* ABOUT THIS TASK *
Return each entry exactly, with none missing.
______
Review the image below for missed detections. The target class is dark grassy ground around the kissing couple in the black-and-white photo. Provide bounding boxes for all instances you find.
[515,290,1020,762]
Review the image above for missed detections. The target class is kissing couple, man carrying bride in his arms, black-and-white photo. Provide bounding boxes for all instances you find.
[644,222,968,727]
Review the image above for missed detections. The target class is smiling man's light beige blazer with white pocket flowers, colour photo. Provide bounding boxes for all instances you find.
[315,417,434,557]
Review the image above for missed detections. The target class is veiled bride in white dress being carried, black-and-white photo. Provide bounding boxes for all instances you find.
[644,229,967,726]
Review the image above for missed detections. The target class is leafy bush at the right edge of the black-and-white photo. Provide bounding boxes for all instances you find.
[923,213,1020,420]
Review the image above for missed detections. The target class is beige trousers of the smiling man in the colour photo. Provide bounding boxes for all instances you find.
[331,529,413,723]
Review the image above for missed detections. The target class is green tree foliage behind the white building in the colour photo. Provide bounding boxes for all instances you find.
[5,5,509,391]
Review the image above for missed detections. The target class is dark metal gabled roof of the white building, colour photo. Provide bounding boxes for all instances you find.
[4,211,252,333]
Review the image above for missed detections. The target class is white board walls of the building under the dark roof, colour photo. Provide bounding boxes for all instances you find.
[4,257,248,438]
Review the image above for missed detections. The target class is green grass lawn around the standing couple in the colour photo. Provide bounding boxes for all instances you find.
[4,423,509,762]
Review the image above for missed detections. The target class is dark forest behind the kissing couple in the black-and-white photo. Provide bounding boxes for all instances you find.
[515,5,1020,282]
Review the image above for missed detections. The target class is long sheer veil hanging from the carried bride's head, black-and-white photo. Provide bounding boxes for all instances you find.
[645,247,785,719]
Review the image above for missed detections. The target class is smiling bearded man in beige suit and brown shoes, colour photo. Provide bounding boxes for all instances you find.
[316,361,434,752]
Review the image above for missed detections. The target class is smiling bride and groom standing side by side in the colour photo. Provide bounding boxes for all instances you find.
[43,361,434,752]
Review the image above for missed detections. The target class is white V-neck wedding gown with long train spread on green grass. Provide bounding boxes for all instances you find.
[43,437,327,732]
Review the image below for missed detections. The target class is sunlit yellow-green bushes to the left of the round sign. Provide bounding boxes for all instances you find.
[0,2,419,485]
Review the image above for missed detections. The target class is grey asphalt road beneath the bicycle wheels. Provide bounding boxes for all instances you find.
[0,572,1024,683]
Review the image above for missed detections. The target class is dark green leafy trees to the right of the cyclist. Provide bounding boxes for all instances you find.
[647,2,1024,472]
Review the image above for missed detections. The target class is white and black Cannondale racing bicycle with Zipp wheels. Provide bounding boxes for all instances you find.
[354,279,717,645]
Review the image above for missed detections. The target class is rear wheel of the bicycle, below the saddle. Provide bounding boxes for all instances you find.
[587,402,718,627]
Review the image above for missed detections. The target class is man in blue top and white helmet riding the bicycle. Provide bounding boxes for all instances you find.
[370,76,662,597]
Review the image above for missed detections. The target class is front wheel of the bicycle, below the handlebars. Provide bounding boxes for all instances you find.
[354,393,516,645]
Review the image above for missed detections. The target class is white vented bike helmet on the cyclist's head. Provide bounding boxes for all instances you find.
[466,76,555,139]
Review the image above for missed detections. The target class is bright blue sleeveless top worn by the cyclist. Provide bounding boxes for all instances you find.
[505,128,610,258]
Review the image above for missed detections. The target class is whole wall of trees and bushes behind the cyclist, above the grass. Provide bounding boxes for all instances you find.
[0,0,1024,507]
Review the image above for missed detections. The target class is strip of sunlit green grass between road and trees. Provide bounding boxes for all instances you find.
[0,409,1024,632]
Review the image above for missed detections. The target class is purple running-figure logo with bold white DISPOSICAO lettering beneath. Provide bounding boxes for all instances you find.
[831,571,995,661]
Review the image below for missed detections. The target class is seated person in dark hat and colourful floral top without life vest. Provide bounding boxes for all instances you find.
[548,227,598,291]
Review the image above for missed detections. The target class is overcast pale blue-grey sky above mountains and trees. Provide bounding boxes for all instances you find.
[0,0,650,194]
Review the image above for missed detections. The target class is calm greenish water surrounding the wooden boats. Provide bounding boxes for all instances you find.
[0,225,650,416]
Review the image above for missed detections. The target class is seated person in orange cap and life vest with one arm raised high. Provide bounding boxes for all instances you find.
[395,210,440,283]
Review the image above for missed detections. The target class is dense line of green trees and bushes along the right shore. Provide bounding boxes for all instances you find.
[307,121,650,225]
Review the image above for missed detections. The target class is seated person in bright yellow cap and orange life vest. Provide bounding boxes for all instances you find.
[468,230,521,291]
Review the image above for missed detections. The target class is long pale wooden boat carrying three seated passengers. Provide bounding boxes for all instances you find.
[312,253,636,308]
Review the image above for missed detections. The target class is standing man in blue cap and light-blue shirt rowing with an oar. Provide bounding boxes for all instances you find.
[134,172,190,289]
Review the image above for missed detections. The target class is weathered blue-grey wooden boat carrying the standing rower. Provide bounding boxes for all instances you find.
______
* OUTPUT FOR THIS EXERCISE *
Review the image below for missed detections. The target class is dark grassy ground around the kissing couple in the black-and-white photo. Provide bounding boxes for all instances you find.
[515,290,1020,762]
Review the image above for missed detections. The target class is kissing couple, man carrying bride in his arms, black-and-white photo. Provide bounding boxes for all instances you find.
[644,222,968,727]
Review the image above for missed detections. The target class is smiling man's light beige blazer with white pocket flowers, colour photo. Provide bounding boxes for all instances you find.
[315,417,434,557]
Review the image above for missed detections. The target class is veiled bride in white dress being carried, black-and-white photo. Provide bounding boxes for all instances you find.
[644,229,967,726]
Review the image above for missed detections. The target class is leafy bush at the right edge of the black-and-white photo. Provide bounding boxes for all instances you find.
[923,213,1020,420]
Review the image above for missed detections. The target class is beige trousers of the smiling man in the colour photo. Provide bounding boxes for all instances you find.
[331,529,413,723]
Review the image above for missed detections. The target class is green tree foliage behind the white building in the colour photo. Provide bounding boxes for all instances you find.
[5,5,509,391]
Review the image above for missed detections. The target class is dark metal gabled roof of the white building, colour photo. Provide bounding boxes for all instances you find.
[4,211,252,333]
Review the image above for missed detections. The target class is white board walls of the building under the dark roof, colour photo. Provide bounding boxes for all instances you find.
[4,257,248,438]
Review the image above for missed detections. The target class is green grass lawn around the standing couple in the colour photo. Provide bounding boxes for all instances you find.
[4,423,509,762]
Review the image above for missed detections. The target class is dark forest behind the kissing couple in the black-and-white photo. Provide bounding boxes for all instances you find.
[515,5,1020,282]
Review the image above for missed detections. The target class is long sheer veil hanging from the carried bride's head, black-and-white photo. Provide bounding boxes for all instances you find.
[645,247,785,719]
Review the image above for missed detections. The target class is smiling bearded man in beige suit and brown shoes, colour photo. Provide bounding boxes for all instances you find.
[316,361,434,752]
Review the image above for missed detections. The target class is smiling bride and groom standing side by side in the colour photo. Provide bounding boxes for all instances you find.
[43,361,434,752]
Review the image above for missed detections. The target class is white V-neck wedding gown with long train spread on green grass. Provide bounding boxes for all instances you find.
[43,437,327,732]
Review the image below for missed detections. The target class is sunlit yellow-green bushes to the left of the round sign. Provide bounding boxes for all instances you find.
[0,2,419,485]
Review the image above for missed detections. The target class is grey asphalt road beneath the bicycle wheels. Provide bounding boxes for all instances you find.
[0,572,1024,683]
Review the image above for missed detections. The target class is dark green leafy trees to the right of the cyclist. Provide bounding boxes for all instances you find.
[647,2,1024,472]
Review the image above for missed detections. The target class is white and black Cannondale racing bicycle with Zipp wheels. Provide bounding boxes for all instances you find.
[354,279,717,645]
Review the image above for missed detections. The target class is rear wheel of the bicycle, below the saddle. Provide bounding boxes for all instances you find.
[587,402,718,627]
Review the image above for missed detections. The target class is man in blue top and white helmet riding the bicycle. Provide bounding boxes for all instances you find.
[370,76,662,597]
Review the image above for missed detections. The target class is front wheel of the bicycle, below the handlebars. Provide bounding boxes for all instances you find.
[354,393,516,645]
Review the image above for missed detections. The target class is white vented bike helmet on the cyclist's head. Provide bounding boxes for all instances you find.
[466,76,555,139]
Review the image above for missed detections. The target class is bright blue sleeveless top worn by the cyclist. Provide bounding boxes for all instances you find.
[505,128,610,258]
Review the image above for missed detections. The target class is whole wall of trees and bushes behind the cyclist, above the grass. Provide bounding boxes for all instances you find.
[0,0,1024,507]
Review the image above for missed detections. The target class is strip of sunlit green grass between road and trees. Provide bounding boxes for all instances you find.
[0,409,1024,632]
Review the image above for missed detections. The target class is purple running-figure logo with bold white DISPOSICAO lettering beneath. Provide bounding boxes for all instances you find.
[831,571,995,661]
Review the image below for missed detections. The target class is seated person in dark hat and colourful floral top without life vest. Provide bounding boxes for all instances you find.
[548,227,598,291]
Review the image above for missed detections. The target class is overcast pale blue-grey sky above mountains and trees. Provide bounding boxes for all instances you find.
[0,0,650,194]
Review the image above for missed detections. The target class is calm greenish water surrounding the wooden boats. Provide bounding boxes for all instances you find.
[0,225,650,416]
Review the image above for missed detections. The target class is seated person in orange cap and life vest with one arm raised high. Provide bounding boxes for all instances you find.
[395,210,440,283]
Review the image above for missed detections. The target class is dense line of green trees and bushes along the right shore. Provide bounding boxes for all instances you find.
[307,121,650,225]
Review the image above for missed detections. The target class is seated person in bright yellow cap and orange life vest. Provide bounding boxes for all instances you find.
[468,230,521,291]
Review the image above for missed detections. The target class is long pale wooden boat carrying three seated passengers. Provide bounding boxes for all instances you find.
[312,253,636,308]
Review the image above for missed detections. The target class is standing man in blue cap and light-blue shirt rowing with an oar. Provide bounding boxes for all instances you find.
[134,172,190,289]
Review the image above for missed detections. The target class is weathered blue-grey wooden boat carrying the standing rower. Provide bounding boxes for all instances you find.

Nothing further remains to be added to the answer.